● **To be done**: Your task is to repeat all of the data exactly while excluding the pictures.

__________

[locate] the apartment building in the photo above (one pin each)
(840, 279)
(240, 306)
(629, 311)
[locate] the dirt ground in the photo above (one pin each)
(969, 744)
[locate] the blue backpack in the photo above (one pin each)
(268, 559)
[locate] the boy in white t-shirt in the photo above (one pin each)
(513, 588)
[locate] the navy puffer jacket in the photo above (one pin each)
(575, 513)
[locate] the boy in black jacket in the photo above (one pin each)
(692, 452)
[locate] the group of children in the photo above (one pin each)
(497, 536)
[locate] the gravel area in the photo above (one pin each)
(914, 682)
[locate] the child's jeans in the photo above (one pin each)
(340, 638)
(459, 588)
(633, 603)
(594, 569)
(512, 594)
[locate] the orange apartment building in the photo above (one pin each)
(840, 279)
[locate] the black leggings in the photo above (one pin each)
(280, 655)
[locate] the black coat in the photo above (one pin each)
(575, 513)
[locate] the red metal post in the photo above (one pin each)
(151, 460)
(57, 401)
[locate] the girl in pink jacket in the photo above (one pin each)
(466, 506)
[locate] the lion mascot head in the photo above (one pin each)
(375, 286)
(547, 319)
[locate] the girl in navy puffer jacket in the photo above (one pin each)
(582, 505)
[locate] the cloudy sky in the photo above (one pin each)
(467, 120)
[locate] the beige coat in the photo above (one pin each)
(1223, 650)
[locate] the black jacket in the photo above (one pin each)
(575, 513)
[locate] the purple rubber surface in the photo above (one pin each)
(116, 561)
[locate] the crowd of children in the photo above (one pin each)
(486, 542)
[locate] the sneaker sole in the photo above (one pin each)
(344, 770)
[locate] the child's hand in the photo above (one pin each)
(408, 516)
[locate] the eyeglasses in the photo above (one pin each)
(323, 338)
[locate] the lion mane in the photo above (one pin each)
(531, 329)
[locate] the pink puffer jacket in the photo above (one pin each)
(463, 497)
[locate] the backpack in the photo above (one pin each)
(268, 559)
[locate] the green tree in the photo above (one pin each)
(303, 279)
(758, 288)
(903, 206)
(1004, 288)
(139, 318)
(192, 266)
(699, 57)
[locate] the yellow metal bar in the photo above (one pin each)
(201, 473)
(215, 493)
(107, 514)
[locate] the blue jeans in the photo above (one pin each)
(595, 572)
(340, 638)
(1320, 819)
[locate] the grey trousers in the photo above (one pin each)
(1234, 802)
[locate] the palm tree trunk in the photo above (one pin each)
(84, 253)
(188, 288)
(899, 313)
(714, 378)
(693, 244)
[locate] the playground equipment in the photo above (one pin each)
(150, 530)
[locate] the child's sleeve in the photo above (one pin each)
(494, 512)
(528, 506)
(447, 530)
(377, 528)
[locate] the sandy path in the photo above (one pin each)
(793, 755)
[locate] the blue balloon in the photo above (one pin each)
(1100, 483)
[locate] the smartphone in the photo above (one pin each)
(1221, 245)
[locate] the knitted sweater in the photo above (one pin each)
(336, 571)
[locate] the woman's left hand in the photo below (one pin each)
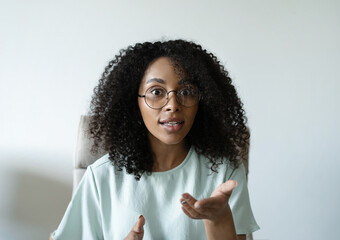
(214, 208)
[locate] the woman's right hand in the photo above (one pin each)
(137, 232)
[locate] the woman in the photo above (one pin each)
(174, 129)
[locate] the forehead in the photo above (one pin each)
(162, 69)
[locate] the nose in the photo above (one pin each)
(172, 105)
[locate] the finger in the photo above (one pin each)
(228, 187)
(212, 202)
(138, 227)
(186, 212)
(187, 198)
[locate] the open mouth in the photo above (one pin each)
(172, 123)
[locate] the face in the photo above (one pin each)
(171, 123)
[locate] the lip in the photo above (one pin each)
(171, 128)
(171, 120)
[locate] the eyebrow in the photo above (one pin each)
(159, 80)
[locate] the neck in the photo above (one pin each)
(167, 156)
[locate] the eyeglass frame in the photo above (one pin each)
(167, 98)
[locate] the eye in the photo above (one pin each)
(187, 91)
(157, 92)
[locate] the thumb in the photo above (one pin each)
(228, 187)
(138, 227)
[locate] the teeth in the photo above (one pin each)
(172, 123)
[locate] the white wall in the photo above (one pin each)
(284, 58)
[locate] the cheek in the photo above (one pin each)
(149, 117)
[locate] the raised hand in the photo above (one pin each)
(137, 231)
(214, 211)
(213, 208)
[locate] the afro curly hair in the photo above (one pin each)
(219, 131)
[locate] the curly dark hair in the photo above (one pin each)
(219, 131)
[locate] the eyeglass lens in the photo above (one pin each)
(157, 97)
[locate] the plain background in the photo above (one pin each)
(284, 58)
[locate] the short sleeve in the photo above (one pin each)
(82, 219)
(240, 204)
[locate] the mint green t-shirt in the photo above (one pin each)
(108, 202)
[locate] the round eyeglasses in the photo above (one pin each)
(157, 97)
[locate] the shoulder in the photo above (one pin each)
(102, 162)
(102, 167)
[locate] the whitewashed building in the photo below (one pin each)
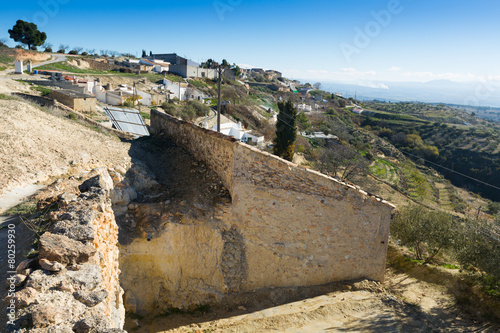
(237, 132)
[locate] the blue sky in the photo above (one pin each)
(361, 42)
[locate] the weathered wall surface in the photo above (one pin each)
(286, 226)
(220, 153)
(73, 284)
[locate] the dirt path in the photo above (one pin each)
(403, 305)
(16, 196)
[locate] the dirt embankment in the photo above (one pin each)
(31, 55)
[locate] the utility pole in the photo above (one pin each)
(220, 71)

__________

● **Written answer**:
[locate] the apartment building in the photo above (one pin each)
(840, 279)
(240, 306)
(629, 311)
[locate] the dirt ground in the photo above (one pin each)
(969, 744)
[locate] the blue backpack in the photo above (one pin each)
(268, 559)
[locate] the boy in white t-shirt in the photo above (one pin each)
(513, 588)
[locate] the navy puffer jacket in the photo above (one pin each)
(575, 513)
[locate] the boy in black jacket in the photo above (one pin each)
(692, 452)
[locate] the group of children in the photo above (one pin each)
(497, 536)
[locate] the gravel area in the photo above (one pin each)
(914, 682)
[locate] the child's jeans in the photo above (one pin each)
(340, 638)
(459, 588)
(633, 603)
(594, 569)
(512, 594)
[locate] the orange apartment building in the photo above (one pin each)
(840, 279)
[locate] the black leggings in the photo above (one pin each)
(280, 655)
[locate] the black coat in the photo above (one pin each)
(575, 513)
[locate] the red metal post in the photo above (one pin each)
(151, 460)
(57, 401)
[locate] the girl in pink jacket in the photo above (one pin each)
(466, 506)
[locate] the lion mascot head in the photo above (one pin each)
(375, 286)
(547, 319)
[locate] the girl in navy puffer jacket in the photo above (one pin each)
(582, 505)
[locate] the cloudy sky in the photo above (one pin each)
(467, 120)
[locate] the beige coat in the photo above (one pin each)
(1223, 650)
[locate] the black jacket in the photo above (one pin each)
(575, 513)
[locate] the purple rubber surface in the photo above (one pin each)
(116, 561)
[locate] the crowd of children in the photo above (one pin each)
(486, 542)
[locate] the sneaker sole in the photo above (one pin each)
(344, 770)
[locate] the child's hand in the photo above (one pin each)
(408, 516)
[locate] the eyeglasses in the photo above (one pin each)
(323, 338)
[locate] the lion mane in the photo above (one pin each)
(531, 329)
[locate] the pink puffer jacket in the photo above (one pin each)
(463, 497)
[locate] the backpack in the photo above (one pin each)
(268, 559)
[locate] the green tree in the photo above (one pin each)
(303, 279)
(758, 288)
(903, 206)
(1004, 288)
(139, 318)
(192, 266)
(699, 57)
[locate] the yellow metal bar in the photo above (one pin each)
(201, 473)
(215, 493)
(107, 514)
[locate] the blue jeans in the photo above (one pin each)
(595, 572)
(340, 638)
(1320, 819)
[locate] the grey trousers in the photo above (one pin each)
(1234, 802)
[locate] the palm tree trunk in the photo above (one pin each)
(84, 253)
(188, 288)
(899, 313)
(714, 378)
(693, 244)
[locate] the playground equipment in the photo above (one pin each)
(150, 530)
[locate] the child's sleeve in the photo above (one pin each)
(494, 512)
(528, 506)
(447, 530)
(377, 528)
[locate] the sandy path in the photo above (one pin each)
(793, 755)
[locate] the blue balloon in the photo above (one pin each)
(1100, 483)
[locate] the smartphone in the photo above (one pin each)
(1221, 245)
[locate] the knitted sweater in the photo above (one pin each)
(336, 571)
[locate] the woman's left hand in the photo below (one pin each)
(214, 208)
[locate] the woman's right hand in the photo above (one pin each)
(137, 232)
[locate] the woman in the photo above (one pin each)
(174, 129)
[locate] the forehead in the photo above (one pin each)
(162, 69)
[locate] the nose in the photo above (one pin each)
(172, 105)
[locate] the finger in the photo above (one pin each)
(228, 187)
(212, 202)
(138, 227)
(186, 212)
(187, 198)
[locate] the open mouth in the photo above (one pin each)
(172, 123)
[locate] the face in the photo above (one pin each)
(171, 123)
[locate] the lip in the photo above (one pin each)
(171, 128)
(171, 120)
[locate] the eyebrow in the photo above (one pin each)
(159, 80)
[locate] the neck in the photo above (one pin each)
(167, 156)
[locate] the eyeglass frame in the photo above (one pin each)
(167, 98)
[locate] the eye in the photo above (one pin each)
(187, 91)
(157, 92)
[locate] the thumb in the photo above (one pin each)
(228, 187)
(138, 227)
[locate] the teeth in the photo above (one pin each)
(172, 123)
[locate] the white wall in the photo above (one pin each)
(284, 58)
[locate] the cheek in the photo above (one pin each)
(149, 117)
[locate] the raised hand in the photo above (one pin each)
(137, 231)
(214, 211)
(213, 208)
[locate] the afro curly hair in the photo above (one pin each)
(219, 131)
[locate] the curly dark hair in the photo above (one pin each)
(219, 131)
[locate] the eyeglass lens in the photo above (one pin each)
(157, 97)
[locate] the plain background in the photo above (one pin each)
(284, 58)
[locate] the short sleeve in the photo above (one pin each)
(82, 219)
(240, 204)
[locate] the mint green t-shirt in the photo above (one pin each)
(108, 202)
[locate] the round eyeglasses in the photo above (one pin each)
(157, 97)
[locate] the shoulder in the photo above (one pin each)
(102, 162)
(102, 167)
[locate] the whitewashed building in the photo below (one pin each)
(237, 132)
[locate] the blue sky in the photo above (one pin each)
(361, 42)
[locate] the weathered wall surface in the photo above (one pin each)
(286, 226)
(220, 153)
(73, 284)
[locate] the dirt path in the photo above (one pin each)
(403, 305)
(16, 196)
[locate] the dirt embankment in the photo above (one pin each)
(31, 55)
[locate] the utility pole in the photo above (one pin each)
(220, 71)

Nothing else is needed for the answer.